Maybe next year. What the Cage centennial will bring is yet to be revealed. But Southwest Chamber Music has gotten the jump. It kicked off a two-year festival, Cage 2012, Saturday night at the Colburn School, a mile north of Good Samaritan. In a pre-concert talk the ensemble’s conductor and artistic director Jeff von der Schmidt noted that were L.A. a European music capital, Grand Avenue -- the address of Colburn, the Music Center and MOCA -- would be Cage Street, just as the swank Mahlerstrasse leads to the Vienna State Opera.


Southwest Chamber Music’s demanding first concert (three more programs the second weekend in April at the Pasadena Armory Center for the Arts conclude the first season of the festival) pulled no punches. It began with Cage’s Sixteen Dances, a seldom performed but seminal 50-minute score in which Cage first began to seriously experiment with chance elements in composition.

After intermission, four percussionists gave a rare performance of the austere “Four4,” which lasts exactly 72 minutes and in which very little happens. The program ended with “4’33”,” Cage’s famous silent piece in which nothing at all happens. The progress of the long, impressive evening was from something to nothing.

The Sixteen Dances was written at the end of 1951 for the new dance company Merce Cunningham had formed. The subject matter is the nine permanent emotions in Hinduism: anger, humor, sorrow, the heroic, the odious, the wondrous, fear, the erotic, tranquillity. Cunningham danced the emotions as solos. He was a wild warrior in “the odious.” Cage, however, approached emotions warily. Having been ridiculed when he intended to express his feelings in music, he had come to believe that art was best off when it reminds us of nothing. Music that doesn’t possess our emotions, he contended, opens us up to the possibility of free enjoyment.

Sixteen Dances was made by organizing a gambit of 64 sounds, devised for an ensemble of flute, trumpet, violin, cello, piano and a huge percussion array requiring four players. There can be heard a playfulness in “humor,” a fulsomeness in ‘the heroic.’ Or not. The music is abstract and discontinuous. But when Cunningham wanted something bluesy for a post-“odious” interlude, Cage somehow extracted the blues out of his gambit.

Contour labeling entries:

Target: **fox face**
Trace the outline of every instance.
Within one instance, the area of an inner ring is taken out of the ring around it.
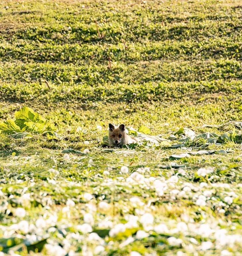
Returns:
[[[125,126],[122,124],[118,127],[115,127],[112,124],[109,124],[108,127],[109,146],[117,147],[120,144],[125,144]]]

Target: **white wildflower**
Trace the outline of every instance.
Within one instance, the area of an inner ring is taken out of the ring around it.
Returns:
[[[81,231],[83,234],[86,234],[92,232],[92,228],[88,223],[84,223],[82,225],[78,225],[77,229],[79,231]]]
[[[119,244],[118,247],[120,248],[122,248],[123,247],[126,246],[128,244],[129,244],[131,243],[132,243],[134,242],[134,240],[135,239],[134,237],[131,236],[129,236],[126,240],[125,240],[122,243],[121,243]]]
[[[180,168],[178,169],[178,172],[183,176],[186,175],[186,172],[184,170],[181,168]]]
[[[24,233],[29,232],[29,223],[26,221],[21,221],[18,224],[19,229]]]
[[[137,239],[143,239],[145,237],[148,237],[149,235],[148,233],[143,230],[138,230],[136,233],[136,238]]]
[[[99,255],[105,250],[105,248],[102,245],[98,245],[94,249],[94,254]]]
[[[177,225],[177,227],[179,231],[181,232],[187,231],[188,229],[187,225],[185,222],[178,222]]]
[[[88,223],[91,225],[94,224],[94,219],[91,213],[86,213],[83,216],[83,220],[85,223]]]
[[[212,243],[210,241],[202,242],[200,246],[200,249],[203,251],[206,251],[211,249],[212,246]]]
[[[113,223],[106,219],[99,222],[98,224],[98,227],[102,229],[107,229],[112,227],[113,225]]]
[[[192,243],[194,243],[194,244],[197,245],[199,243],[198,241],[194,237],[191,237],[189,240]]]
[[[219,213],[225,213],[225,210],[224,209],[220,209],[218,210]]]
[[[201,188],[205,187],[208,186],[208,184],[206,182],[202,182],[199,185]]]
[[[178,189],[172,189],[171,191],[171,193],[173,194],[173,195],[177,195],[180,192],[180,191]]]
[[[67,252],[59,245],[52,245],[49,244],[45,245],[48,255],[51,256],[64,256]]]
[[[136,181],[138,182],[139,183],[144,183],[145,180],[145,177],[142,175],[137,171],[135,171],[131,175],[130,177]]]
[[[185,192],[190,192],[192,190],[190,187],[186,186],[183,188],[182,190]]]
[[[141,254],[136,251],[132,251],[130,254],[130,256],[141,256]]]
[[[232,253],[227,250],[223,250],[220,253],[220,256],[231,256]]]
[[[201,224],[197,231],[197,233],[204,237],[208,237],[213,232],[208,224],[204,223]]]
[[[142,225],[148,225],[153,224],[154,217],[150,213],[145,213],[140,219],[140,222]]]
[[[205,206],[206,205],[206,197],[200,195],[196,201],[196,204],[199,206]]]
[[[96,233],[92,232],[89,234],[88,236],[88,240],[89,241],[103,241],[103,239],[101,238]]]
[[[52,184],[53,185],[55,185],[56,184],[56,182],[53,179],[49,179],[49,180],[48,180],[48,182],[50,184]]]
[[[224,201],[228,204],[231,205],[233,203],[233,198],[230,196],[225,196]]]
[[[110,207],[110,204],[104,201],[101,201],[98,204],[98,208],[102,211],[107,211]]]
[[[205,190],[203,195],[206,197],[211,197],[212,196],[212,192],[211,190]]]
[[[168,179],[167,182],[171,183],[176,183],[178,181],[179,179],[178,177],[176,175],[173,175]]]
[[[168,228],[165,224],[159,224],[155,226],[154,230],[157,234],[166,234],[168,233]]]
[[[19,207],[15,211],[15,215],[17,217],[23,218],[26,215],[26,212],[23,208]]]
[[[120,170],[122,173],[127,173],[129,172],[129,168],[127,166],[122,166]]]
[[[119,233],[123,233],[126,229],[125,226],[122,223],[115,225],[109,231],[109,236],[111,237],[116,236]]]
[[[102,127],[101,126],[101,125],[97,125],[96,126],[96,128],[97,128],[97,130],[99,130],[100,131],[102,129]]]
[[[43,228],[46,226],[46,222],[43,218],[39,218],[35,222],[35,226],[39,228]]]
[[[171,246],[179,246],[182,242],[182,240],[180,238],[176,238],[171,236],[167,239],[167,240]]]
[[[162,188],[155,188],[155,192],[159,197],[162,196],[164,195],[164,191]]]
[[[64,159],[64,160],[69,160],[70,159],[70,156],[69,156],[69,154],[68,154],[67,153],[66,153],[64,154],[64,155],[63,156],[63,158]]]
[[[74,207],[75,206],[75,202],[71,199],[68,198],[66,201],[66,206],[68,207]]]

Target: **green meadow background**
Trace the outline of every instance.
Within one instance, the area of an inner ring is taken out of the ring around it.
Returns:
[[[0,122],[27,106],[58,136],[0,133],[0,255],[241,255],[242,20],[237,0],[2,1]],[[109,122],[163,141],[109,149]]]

> _Direction A_
Summarize the Cage 2012 concert review in two sentences.
> _Direction B_
According to the Cage 2012 concert review, how long does "Four4" last?
> _Direction C_
Continue the Cage 2012 concert review from its final sentence.

> _Exercise result A_
Southwest Chamber Music opened its two-year Cage 2012 festival at the Colburn School with a long program that began with Cage's Sixteen Dances, continued with the 72-minute "Four4," and ended with the silent "4'33"." Sixteen Dances, written at the end of 1951 for Merce Cunningham's new dance company and based on the nine permanent emotions in Hinduism, was built from 64 sounds and is where Cage first began seriously experimenting with chance.

> _Exercise result B_
It lasts exactly 72 minutes.

> _Exercise result C_
The emotions and interludes between them are played without pause. Since the dance revealed structure and content, the score alone can be a challenge for an unprepared listener. But it does seem to find a direction at the end, with a tremulous interlude, a quirky if irregularly sinuous “the erotic” and then glowing gongs in ‘tranquillity.’ If you want to read that as Cage very much in love with Cunningham, there is nothing in the music that disallows it.

Von Der Schmidt did not bring out, or leave out, emotion. Ensemble coordination in tricky music came first. The musicians were very good, and the percussionists stellar. Instrumentalists were often moving, such as the touching cello and piano interplay in “sorrow.”

“Four4” (pronounced four-four) was written in 1991, 10 months before Cage’s death, for CD (hence the typical 72-minute CD duration). No instruments are specified. Very few sounds are asked for (73 from the first percussionist; a mere 16 from the fourth). A sound enters from the silence and then leaves, like an actor in a variety show.

To perform this music live, each sound needs to be a moment of wonder, and Lynn Vartan, the first percussionist, brought to hers a lightness of spirit and a smile. The others (Dave Gerhart, Ken McGrath and David Johnson) were more severe and less inviting. But nothing is harder on stage than doing nothing. And little is more remarkable in a concert hall than the stillness this performance achieved.

Afterward, “4’33”,” played (or not played) by percussionists holding mallets, continued the peace and quiet enjoyably if almost to the point of possessiveness.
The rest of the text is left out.